### Excerpted passage
════════

Prof. Eileen Joy
IS-399: Lord of the Rings and Medieval Heroic Poetry
Spring 2008

COURSE NOTES #1: The Heroic Tradition & Beowulf

Figure 1. still image from Beowulf and Grendel movie

*the following notes are a random pastiche of quotations taken from other sources:

Among the most moving and forceful statements of the heroic ethos is found in the late Anglo-Saxon poem, The Battle of Maldon (ll.103–109). The poem, which recounts a real historical event, is an excellent example of how history gets turned into heroic poetry. The disastrous defeat of the English forces is transformed by the poet's art into a moral victory. After Earl Byrhtnoth is slain by Viking invaders, the heroic ideal is expressed with classic simplicity by his retainer Byrhtwold. The kind of heroism these warriors embody is not based on superhero-like invincibility, but rather on their unswerving courage and loyalty in the face of inevitable defeat:

"Purpose shall be the firmer, heart the keener, courage shall be the more, as our might lessens. Here lies our lord all hewn down, good man on ground. Ever may he lament who now thinks to turn from war-play. I am old of life; from here I will not turn, but by my lord's side, by the man I loved, I intend to lie." (l.109)

════════

### Work to complete
1: From the course notes, list the things the quoted speaker says will grow stronger as might lessens.
2: Please condense the course notes paragraph beginning "Among the most moving and forceful statements" into a bulleted list that keeps its main facts.

════════

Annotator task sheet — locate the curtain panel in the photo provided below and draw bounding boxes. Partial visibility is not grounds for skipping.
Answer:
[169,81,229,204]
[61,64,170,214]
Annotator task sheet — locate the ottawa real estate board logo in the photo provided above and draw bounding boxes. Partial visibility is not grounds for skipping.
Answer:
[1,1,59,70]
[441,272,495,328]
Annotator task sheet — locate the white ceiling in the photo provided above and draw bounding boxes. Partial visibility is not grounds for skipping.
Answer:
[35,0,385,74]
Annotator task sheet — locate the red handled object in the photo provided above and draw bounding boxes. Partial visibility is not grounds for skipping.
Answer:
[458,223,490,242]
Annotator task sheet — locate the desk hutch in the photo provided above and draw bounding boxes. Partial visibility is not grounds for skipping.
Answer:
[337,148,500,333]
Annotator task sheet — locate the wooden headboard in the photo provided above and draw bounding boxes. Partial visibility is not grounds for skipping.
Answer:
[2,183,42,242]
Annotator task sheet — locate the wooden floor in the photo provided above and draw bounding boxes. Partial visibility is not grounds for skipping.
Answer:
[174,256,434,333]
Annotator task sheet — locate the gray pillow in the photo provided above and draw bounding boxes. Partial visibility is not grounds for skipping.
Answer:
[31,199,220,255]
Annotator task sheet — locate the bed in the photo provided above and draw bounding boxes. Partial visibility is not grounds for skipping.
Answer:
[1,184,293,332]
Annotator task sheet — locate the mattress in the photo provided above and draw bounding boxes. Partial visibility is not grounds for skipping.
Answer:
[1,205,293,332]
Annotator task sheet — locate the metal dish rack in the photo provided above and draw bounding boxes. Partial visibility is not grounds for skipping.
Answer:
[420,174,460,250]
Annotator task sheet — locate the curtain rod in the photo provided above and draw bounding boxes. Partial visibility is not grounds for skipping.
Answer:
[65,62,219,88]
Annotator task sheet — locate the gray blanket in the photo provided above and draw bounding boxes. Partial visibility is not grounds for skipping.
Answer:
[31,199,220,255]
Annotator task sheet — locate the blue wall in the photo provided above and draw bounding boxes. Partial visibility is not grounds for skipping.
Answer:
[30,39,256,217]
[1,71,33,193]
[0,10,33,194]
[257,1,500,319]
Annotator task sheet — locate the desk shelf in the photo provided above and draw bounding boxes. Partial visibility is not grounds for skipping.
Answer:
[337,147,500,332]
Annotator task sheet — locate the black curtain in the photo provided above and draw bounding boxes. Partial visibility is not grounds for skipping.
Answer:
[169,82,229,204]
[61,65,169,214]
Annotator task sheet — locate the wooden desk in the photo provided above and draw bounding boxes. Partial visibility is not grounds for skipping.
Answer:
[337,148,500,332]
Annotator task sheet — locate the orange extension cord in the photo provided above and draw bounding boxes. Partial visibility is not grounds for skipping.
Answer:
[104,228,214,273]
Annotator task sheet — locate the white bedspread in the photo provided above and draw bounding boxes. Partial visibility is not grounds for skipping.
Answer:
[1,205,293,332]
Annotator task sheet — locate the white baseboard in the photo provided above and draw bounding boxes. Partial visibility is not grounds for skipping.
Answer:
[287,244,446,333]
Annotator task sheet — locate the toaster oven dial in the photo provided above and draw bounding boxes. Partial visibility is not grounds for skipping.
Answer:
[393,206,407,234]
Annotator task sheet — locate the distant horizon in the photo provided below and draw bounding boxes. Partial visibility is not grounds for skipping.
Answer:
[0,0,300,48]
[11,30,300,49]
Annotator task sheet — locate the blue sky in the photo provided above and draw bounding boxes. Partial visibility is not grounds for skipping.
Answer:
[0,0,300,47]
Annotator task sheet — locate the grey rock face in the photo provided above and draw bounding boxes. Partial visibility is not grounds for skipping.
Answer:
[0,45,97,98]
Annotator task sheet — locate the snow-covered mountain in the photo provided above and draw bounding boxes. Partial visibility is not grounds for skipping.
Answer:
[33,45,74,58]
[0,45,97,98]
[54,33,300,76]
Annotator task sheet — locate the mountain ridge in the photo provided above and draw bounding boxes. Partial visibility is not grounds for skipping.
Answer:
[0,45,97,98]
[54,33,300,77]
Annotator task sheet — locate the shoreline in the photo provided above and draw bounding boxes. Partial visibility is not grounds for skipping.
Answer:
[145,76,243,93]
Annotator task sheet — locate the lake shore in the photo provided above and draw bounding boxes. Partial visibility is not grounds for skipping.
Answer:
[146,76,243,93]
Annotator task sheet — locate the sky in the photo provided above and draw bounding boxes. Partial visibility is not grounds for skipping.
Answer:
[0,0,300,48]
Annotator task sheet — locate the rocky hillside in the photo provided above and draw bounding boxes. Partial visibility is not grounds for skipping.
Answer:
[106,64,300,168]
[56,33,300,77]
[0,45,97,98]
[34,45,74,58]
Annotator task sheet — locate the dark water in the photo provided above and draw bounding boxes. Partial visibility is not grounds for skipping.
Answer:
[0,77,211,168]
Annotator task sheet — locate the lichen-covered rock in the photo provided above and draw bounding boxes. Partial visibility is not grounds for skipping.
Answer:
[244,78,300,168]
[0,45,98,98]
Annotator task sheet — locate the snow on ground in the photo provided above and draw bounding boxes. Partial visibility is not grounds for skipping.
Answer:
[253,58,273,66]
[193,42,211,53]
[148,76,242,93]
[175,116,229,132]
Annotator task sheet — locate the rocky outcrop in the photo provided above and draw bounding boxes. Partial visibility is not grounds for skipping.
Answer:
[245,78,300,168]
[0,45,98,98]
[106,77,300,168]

════════

### Solved tasks
1: Purpose, heart, courage

2:
- The late Anglo-Saxon poem The Battle of Maldon (ll.103–109) holds one of the most moving and forceful statements of the heroic ethos.
- It recounts a real historical event and shows how history becomes heroic poetry: the English forces' disastrous defeat becomes a moral victory.
- After Viking invaders kill Earl Byrhtnoth, his retainer Byrhtwold expresses the heroic ideal with classic simplicity.
- This heroism rests not on superhero-like invincibility but on unswerving courage and loyalty in the face of inevitable defeat.